> **Tasks to perform**
a) What are the two oligonucleotides named in the forum post about Geron's telomerase research?
b) Continue the forum post about Geron's telomerase research after its final sentence.

> **Document excerpt**
I appreciate your reply. As I look further around up and down the different threads I see I was mistaken in not looking deeper into this site when I initally discovered it.
I think a re-visit to Gerons site is worth the time. They have their hands on some interesting telomerase based technologies as well as a nice stem cell research program. Here are the highlights though, as this may save you a little time.
We have designed and synthesized a special class of short-chain nucleic acid molecules, known as oligonucleotides, that target the template region, or active site, of telomerase. These oligonucleotides, called GRN163 and GRN163L, have demonstrated highly potent telomerase inhibitory activity at very low concentrations in biochemical assays, various cellular systems, and animal studies.
Comment: These drugs could be potent anti-cancer drugs that specificaly target cancer cells(as well as stem cells albeit). The preclinical data is considered quite strong and extremely efficacious. Human trials will begin shortly
I was going to attempt to summarize their stem cell research but really it requires a detailed reading. They are doing some cool stuff. Check out the link.
I have been in touch with Aubrey a few times over the past couple of years. I find his work very interesting and I am actually looking to expand on it and help formulate the broad ideas into a more concrete plan. I believe that by coming to a solid understanding of the current approaches/technologies and following recent developments in important fields such as stem cell therapy, gene therapy, cancer, basic research into the aging process itself etc. etc. we will be able to formulate an evermore realistic concrete research agenda. I actually like to think of it as a battle plan. First thing you do in a battle is gather as much information as you can about the enemy(in this case aging) and only then can you begin to formulate the best battle plan that has the best odds of defeating your enemy. I know it's a strange way of looking at things, but systems analysis can apply just about anywhere.

[Dataset items]
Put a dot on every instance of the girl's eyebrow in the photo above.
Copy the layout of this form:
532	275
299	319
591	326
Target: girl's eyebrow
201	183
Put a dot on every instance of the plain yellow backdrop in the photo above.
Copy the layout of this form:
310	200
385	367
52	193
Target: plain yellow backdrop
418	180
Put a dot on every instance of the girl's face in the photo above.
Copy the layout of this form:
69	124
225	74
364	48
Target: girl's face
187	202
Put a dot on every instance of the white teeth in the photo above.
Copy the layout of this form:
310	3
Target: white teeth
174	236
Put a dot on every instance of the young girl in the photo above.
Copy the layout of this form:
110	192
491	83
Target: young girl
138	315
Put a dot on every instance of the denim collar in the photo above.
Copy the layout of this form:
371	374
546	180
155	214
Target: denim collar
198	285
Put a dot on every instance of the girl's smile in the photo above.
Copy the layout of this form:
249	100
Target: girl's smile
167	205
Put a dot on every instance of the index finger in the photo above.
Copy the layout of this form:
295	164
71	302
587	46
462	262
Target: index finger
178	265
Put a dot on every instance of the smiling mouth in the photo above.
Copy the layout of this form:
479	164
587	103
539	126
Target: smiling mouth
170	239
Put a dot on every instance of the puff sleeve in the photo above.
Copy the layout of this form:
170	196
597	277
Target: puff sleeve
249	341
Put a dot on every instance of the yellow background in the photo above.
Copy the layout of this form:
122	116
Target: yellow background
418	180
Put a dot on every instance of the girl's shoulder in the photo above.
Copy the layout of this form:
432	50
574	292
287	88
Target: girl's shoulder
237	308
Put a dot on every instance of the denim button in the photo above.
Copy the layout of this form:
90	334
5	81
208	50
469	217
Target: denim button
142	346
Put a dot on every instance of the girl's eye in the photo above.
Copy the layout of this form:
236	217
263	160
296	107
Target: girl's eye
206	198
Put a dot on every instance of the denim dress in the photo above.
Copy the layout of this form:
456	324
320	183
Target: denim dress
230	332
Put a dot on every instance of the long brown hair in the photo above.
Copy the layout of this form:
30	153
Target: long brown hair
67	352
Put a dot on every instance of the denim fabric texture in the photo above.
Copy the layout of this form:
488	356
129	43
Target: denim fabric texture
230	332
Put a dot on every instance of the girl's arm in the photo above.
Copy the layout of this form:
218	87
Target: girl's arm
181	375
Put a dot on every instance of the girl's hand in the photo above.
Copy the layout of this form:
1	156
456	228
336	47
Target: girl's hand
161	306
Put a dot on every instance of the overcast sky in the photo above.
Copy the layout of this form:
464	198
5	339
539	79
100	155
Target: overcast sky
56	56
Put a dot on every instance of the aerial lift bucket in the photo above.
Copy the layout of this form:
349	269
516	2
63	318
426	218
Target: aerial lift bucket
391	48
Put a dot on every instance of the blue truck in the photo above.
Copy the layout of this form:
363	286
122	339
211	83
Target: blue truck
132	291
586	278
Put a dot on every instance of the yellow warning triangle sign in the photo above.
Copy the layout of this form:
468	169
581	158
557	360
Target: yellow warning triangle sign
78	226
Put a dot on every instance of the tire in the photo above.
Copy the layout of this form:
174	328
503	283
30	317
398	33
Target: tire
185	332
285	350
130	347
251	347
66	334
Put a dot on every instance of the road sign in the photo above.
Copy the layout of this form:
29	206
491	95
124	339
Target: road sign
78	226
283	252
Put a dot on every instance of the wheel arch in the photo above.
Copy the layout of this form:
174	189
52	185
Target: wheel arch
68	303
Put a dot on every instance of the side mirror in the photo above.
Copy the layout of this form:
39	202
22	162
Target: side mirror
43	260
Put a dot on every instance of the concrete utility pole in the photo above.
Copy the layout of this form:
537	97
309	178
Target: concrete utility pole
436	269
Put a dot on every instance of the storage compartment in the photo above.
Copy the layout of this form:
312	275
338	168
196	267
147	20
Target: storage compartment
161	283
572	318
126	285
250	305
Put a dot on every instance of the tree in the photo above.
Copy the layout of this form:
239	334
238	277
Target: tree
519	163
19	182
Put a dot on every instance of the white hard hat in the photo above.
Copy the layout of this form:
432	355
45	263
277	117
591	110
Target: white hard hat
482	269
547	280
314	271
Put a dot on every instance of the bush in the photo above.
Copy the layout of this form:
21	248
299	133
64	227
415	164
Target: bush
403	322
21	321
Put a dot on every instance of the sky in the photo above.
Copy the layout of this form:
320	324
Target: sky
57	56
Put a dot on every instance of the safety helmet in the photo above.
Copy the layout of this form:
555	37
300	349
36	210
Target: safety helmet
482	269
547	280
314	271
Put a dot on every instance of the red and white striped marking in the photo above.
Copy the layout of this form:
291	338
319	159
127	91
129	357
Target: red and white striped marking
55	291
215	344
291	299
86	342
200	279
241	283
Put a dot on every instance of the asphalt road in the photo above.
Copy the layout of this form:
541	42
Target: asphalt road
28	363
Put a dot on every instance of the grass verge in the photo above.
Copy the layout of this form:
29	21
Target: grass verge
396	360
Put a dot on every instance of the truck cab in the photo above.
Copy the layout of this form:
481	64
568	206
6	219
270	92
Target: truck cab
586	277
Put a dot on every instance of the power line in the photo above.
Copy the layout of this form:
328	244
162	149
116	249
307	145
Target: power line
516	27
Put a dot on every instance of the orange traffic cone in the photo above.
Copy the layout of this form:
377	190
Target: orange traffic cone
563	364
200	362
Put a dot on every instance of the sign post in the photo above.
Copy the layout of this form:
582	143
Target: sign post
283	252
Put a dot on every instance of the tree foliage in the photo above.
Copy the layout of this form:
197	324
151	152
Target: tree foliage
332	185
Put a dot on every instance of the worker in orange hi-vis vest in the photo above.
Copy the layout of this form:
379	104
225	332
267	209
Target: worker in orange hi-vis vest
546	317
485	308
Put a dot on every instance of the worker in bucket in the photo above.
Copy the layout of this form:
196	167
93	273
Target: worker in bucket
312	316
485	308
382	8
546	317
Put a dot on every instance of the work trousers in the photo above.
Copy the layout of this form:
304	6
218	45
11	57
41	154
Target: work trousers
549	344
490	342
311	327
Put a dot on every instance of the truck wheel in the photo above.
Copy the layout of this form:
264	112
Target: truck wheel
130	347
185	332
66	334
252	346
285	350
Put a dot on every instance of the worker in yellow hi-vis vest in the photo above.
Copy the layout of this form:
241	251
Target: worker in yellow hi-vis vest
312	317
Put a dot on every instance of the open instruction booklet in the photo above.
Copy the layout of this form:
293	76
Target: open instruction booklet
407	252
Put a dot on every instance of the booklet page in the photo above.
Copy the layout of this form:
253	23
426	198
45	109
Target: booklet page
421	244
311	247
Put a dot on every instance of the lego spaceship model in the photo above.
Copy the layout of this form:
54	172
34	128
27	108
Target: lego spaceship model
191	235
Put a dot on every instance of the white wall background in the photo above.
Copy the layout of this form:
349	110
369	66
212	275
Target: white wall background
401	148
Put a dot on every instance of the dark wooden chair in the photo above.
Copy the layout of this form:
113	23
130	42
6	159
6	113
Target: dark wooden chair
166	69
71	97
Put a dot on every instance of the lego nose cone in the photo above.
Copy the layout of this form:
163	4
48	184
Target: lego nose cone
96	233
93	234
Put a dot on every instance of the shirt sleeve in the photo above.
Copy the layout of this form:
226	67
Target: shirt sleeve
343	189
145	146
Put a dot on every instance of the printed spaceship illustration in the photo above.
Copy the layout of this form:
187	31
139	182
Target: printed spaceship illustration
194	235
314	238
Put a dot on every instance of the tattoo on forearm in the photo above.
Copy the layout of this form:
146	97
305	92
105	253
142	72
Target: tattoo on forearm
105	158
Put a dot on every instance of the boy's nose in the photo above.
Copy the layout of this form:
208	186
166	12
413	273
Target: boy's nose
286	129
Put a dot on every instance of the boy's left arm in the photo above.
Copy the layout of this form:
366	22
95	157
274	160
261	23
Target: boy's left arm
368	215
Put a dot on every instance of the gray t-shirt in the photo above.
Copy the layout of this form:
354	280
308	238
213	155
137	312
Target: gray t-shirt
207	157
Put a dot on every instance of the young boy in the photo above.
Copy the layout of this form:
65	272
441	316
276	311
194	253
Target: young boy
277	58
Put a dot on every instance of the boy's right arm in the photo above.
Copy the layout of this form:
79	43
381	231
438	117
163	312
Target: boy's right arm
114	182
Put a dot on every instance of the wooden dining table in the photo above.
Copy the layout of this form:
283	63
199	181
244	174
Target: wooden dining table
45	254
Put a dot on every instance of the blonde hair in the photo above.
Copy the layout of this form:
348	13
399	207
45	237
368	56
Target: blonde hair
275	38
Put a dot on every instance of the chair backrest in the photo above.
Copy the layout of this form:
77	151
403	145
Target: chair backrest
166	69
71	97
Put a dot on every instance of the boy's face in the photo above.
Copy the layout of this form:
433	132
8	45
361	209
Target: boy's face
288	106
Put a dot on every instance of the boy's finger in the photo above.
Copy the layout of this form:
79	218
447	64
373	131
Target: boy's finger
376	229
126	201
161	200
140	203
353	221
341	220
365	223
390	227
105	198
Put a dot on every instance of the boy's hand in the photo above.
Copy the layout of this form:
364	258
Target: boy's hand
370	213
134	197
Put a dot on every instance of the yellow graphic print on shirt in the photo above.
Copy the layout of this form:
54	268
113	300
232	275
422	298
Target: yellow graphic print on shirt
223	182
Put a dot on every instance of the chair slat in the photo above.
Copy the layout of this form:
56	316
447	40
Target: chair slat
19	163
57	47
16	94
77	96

> **Response list**
a) GRN163 and GRN163L.

b)
I'm still in the fun learning process, though, and I still have much to learn as there are dozens of companies and labs that are working on one aspect or another that could potentially apply to the development of a real cure for aging. But everyday I try and learn something to help paint a clearer picture of what the techology will look like that finally thwarts aging. I really feel pretty strongly that right now the end vision of using stem cells to re-seed various tissues on a mass scale in a directed manner holds a lot of promise toward being able to regenerate tissues that are on a cellular level phenotypically younger, on a tissue level phenotypically younger, on the organ level theyare phenotyically younger, and so on up to the level of the organism being phenotypically younger. These cells could be manipulated ex-vivo and primed for optimal health. Early work on stem cells holds great promise with their ability to integrate with existing tissue. Multipy this effect in a controlled way on a large scale and you may have solved aging on a cellular level.
There would still be the problem of cleaning up the junk/aggregates, and further downstream problems that would surely develop, but having young cells would be a huge step toward having young tissues. Alteon has a drug in development that could begin to address the problem of 1 class of cellular aggreagates. I think this field in general is one of the more underfunded, overlooked aspects towards developing solid aging therapies. Cleaning up some of the mess whether through genetic modulation allowing for production of new enzymes or drugs which facillitate the breakdown of currently undegradeable aggregates needs WAY more attention in my opinion. I think this aspect is especially overlooked when you look at it from a commercial development standpoint. Research in this field could not only help one day lead to reversing aging, but along the way attacking the molecular basis of these aggregates which are linked in everything from heart disease to arthereosclerosis to wrinkles would likely have huge commercial benefit.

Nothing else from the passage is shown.